Image-grounded pointing data:
┌──
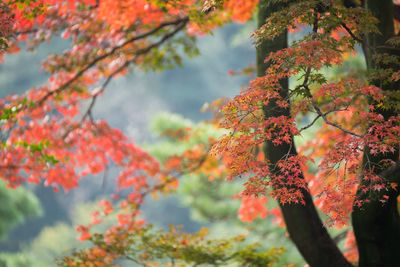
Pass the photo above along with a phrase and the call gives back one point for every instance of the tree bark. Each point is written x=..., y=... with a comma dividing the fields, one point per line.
x=377, y=225
x=302, y=221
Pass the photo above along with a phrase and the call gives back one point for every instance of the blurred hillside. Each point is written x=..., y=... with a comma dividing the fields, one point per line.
x=130, y=103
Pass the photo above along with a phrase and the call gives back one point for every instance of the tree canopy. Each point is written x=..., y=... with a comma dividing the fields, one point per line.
x=349, y=170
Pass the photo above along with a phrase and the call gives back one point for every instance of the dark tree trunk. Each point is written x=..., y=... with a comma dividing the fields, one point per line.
x=302, y=221
x=377, y=225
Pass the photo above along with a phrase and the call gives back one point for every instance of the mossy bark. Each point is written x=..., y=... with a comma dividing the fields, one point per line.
x=376, y=224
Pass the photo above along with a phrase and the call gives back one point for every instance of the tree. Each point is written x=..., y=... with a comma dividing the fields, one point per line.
x=355, y=151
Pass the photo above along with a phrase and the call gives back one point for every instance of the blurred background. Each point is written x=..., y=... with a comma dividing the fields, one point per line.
x=34, y=218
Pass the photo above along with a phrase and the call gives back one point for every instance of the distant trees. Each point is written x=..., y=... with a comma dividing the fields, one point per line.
x=350, y=168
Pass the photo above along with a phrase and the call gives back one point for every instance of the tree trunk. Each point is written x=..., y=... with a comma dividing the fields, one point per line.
x=302, y=221
x=377, y=225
└──
* **Assignment**
The data must be printed exactly, image-free.

* **Response to this task**
Pass the photo above along with a phrase and the call gives back one point for every instance of the tree bark. Each point is written x=..., y=... with a comma dividing the fields, one point per line.
x=377, y=225
x=302, y=221
Pass the photo above along with a phrase and the call gives back one point for every instance of the blurred hillside. Each point is written x=..., y=... with a comma dividing the fields, one point per line.
x=130, y=103
Pass the photo above along with a phrase and the call gives back one point for every instance of the tree canopy. Each point is written x=..., y=... with a comma dividing the fields, one point per line.
x=349, y=170
Pass the photo above along with a phrase and the call gives back one point for every instance of the dark tree trunk. Each point is written x=..., y=... with a comma dividing the fields, one point per line.
x=302, y=221
x=377, y=225
Pass the photo above along with a phrase and the call gives back one point for every instance of the mossy bark. Each point is written x=..., y=... with a comma dividing the fields, one point per line.
x=376, y=224
Pass the photo above along with a phrase and the call gives back one point for every instance of the tree. Each point is written x=..., y=... with a comma dividing the fields, one point per line.
x=355, y=151
Pass the photo above along with a phrase and the call gives back one point for every instance of the blurred background. Each point is written x=..., y=... with a comma dividing the fields, one point per line.
x=34, y=218
Pass the photo above along with a phrase and the call gives back one point for every instance of the distant trees. Each point is written x=..., y=... with a comma dividing the fields, one point per line.
x=350, y=168
Pass the photo above along with a phrase and the call gives back one point for every instance of the tree trunk. Each point is written x=..., y=... with a comma dividing the fields, one point per line.
x=302, y=221
x=377, y=225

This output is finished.